Task details:
From the records below, take each line where the string "eyebrow" shows up and copy it.

------ Information shown ------

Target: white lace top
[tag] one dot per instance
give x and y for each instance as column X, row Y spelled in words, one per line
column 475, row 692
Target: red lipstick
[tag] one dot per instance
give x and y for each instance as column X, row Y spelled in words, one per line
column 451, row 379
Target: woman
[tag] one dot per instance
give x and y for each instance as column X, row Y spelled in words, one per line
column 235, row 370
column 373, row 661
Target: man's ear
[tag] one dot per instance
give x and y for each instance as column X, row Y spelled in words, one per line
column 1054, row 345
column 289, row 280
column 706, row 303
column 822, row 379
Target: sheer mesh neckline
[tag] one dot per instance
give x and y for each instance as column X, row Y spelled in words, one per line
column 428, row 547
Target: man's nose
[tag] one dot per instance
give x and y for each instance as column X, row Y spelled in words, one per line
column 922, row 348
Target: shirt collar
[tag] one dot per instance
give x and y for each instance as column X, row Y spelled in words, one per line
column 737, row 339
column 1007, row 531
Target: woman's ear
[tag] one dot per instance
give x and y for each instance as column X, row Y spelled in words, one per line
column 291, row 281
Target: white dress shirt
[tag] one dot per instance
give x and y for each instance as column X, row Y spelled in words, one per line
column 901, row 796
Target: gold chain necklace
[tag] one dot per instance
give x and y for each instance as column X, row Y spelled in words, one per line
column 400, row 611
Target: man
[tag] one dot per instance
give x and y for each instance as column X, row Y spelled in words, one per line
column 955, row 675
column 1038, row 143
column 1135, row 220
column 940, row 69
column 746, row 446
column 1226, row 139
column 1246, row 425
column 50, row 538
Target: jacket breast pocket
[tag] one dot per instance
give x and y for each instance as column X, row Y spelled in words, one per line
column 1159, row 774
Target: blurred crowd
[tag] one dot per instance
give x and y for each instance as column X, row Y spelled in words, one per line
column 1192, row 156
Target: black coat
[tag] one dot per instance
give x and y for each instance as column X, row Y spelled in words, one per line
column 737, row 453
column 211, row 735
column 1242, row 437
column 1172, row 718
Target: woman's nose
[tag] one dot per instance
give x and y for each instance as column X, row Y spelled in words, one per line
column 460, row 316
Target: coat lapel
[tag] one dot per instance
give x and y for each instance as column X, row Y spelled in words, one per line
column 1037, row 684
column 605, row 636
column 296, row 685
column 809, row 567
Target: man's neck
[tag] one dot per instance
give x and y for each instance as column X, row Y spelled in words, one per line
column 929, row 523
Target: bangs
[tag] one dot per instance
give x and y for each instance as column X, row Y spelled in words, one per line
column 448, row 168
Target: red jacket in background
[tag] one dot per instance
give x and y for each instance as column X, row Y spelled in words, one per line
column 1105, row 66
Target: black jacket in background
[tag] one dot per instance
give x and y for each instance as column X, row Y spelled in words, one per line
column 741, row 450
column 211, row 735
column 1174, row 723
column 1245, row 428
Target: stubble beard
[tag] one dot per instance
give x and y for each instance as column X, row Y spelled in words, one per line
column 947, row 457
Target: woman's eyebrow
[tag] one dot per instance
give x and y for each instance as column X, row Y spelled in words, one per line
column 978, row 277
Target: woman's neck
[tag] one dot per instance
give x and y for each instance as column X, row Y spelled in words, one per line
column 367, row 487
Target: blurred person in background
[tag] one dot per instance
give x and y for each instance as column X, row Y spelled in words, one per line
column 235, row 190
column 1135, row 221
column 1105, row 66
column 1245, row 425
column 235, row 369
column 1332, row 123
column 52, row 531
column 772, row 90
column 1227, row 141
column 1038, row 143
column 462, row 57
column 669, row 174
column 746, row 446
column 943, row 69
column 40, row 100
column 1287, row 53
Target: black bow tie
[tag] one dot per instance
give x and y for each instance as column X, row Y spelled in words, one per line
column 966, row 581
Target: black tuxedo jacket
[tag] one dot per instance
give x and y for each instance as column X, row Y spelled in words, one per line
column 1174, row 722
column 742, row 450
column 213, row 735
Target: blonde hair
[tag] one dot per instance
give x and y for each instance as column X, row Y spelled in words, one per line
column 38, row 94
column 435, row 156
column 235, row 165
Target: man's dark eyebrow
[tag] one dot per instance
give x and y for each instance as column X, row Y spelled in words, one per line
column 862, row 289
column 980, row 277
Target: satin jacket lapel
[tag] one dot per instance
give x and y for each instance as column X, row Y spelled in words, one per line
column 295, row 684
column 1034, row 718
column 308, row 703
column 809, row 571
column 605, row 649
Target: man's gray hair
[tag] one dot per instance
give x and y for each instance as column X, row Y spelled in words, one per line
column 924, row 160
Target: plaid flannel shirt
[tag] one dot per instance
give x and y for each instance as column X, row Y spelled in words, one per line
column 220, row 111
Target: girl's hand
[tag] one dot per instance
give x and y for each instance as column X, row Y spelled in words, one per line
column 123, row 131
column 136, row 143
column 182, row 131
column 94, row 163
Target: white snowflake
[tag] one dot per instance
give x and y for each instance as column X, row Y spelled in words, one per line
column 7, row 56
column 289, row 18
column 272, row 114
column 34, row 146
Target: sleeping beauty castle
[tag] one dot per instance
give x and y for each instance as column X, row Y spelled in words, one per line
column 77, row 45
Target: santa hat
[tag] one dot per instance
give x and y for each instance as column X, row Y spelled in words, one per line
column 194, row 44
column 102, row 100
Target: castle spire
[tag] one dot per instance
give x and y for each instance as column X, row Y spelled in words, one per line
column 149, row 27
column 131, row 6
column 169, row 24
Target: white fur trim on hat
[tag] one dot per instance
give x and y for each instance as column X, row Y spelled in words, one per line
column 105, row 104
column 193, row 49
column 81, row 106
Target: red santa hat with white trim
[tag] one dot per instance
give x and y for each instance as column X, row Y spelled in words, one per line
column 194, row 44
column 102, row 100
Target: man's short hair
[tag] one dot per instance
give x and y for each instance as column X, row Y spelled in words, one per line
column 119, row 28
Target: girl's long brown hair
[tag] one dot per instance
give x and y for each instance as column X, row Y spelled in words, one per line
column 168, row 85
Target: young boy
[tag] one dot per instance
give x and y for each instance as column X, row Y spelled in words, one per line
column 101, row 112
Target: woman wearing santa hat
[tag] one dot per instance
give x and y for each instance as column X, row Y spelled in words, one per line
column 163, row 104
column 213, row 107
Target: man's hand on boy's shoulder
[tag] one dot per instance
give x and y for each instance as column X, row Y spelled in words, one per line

------

Answer for the task:
Target: woman's eyebrow
Target: man's dark eyebrow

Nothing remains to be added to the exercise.